SELECTED EXCERPT Start Marker

In this hypothetical example, a sample of a patient's blood is removed by phlebotomy. The blood was washed two times with 5 mM phosphate buffer, 150 mM soldium chloride, pH 8 by dilution of 1 ml into 8 ml of buffer and centrifugation at 2.2 krpm for 4 min in an IEC tabletop centriguge. Washed cells were then converted to ghosts by dilution 1:30 in cold 5 mM phosphate buffer, pH 8. After inversion, ghosts were isolated by centrifugation for 30 min at 15 krpm in a SS34 rotor in a RC5B centrifuge. Red blood cell ghosts were mixed with an equal volume of water soluble, iron superparamagetic nanoparticles also containing 1.5 mg/ml cisplatin. The sample was then frozen and thawed twice using liquid nitrogen. 20 times concentrated 5 mM phosphate buffer, 150 mM sodium chloride, pH 5.5 was added to adjust the salt concentration to approximately 150 mM. The preparation was warmed to 60° C. for 1 minute. Dilution into 10 mM phosphate buffer, 150 mM sodium chloride, pH 7.4 (PBS) and observation by light microscopy revealed many 0.2-5 micron vesicles with a brown color, the color of the ferrofluid. The vesicles showed strong attraction to a magnetic pole, which was then used for further purification. DNA fragments were then coupled to the outer surface of the vesicles using a covalent crosslinker. The vesicles were purified from excess reagents by magnetic separation and injected intravenously into the patient. A magnetic field was then used to localize the vesicles to a tumor region. A second intravenous injection was then given of a humanized anti-DNA antibody. This antibody circulated and bound to the loaded red cell ghosts being held in the tumor region by the magnetic field. Once bound, the anti-DNA antibodies triggered complement lysis of the vesicles releasing the anti-cancer drug cisplatin. It was found that a more than 10-fold increase in concentration of the drug could be thusly delivered to the tumor than by normal systemic drug infusion without increasing harmful toxic reactions in the rest of the body. An improved tumor response was achieved.

SELECTED EXCERPT End Marker

INSTRUCTIONS TO FOLLOW: In the drug-delivery example above, translate this sentence into Spanish: "A magnetic field was then used to localize the vesicles to a tumor region."

DATASET EXCERPTS Start Marker

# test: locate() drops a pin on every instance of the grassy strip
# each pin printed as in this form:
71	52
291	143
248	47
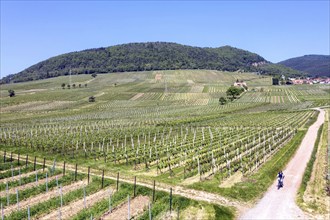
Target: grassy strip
54	203
27	179
102	206
309	168
9	164
27	169
30	192
160	205
254	186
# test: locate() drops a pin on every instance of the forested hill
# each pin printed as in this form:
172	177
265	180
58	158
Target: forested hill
315	65
148	56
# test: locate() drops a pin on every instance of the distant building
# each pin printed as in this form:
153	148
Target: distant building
241	84
275	81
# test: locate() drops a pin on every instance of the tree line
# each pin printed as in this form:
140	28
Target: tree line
142	57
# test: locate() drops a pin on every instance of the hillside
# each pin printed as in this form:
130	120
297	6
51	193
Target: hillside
314	65
148	56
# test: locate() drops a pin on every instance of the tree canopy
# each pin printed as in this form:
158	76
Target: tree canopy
234	91
142	57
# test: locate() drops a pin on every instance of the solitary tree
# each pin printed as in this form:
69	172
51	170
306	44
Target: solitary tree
11	93
91	99
222	100
233	92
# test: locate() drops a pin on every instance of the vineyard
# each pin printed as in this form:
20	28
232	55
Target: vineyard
162	125
33	191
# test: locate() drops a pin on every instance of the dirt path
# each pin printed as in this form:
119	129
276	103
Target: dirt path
280	204
18	176
28	185
137	206
74	208
43	197
139	95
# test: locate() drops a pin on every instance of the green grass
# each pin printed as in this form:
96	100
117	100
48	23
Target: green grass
309	168
256	184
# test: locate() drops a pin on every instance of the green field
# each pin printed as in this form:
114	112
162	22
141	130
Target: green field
166	126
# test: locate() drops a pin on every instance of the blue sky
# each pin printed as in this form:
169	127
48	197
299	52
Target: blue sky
32	31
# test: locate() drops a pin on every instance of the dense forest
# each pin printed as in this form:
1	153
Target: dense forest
315	65
148	56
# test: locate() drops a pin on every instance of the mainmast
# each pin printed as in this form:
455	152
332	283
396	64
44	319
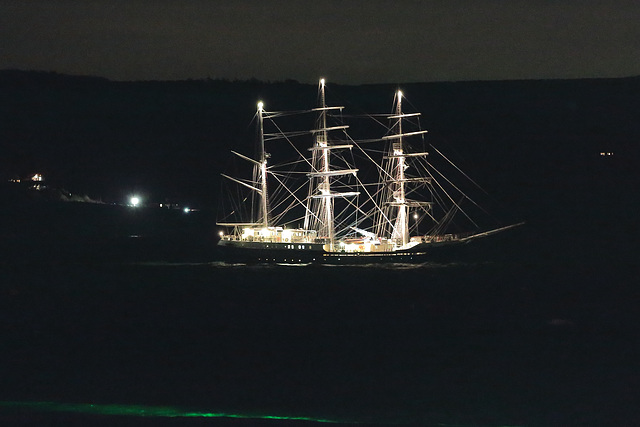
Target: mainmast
401	228
320	205
397	195
264	205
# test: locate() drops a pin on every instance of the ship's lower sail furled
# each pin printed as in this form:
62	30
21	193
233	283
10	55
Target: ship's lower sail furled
325	207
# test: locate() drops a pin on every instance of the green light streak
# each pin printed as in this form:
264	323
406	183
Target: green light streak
145	411
171	412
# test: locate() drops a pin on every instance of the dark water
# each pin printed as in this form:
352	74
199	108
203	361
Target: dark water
502	342
536	327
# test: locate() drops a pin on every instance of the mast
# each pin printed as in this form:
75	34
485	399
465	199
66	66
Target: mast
264	208
325	188
321	204
401	227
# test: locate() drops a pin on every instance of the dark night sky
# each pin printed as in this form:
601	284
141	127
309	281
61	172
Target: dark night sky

DATASET EXCERPTS End Marker

WRITTEN RESPONSE: Luego se utilizó un campo magnético para localizar las vesículas en una región tumoral.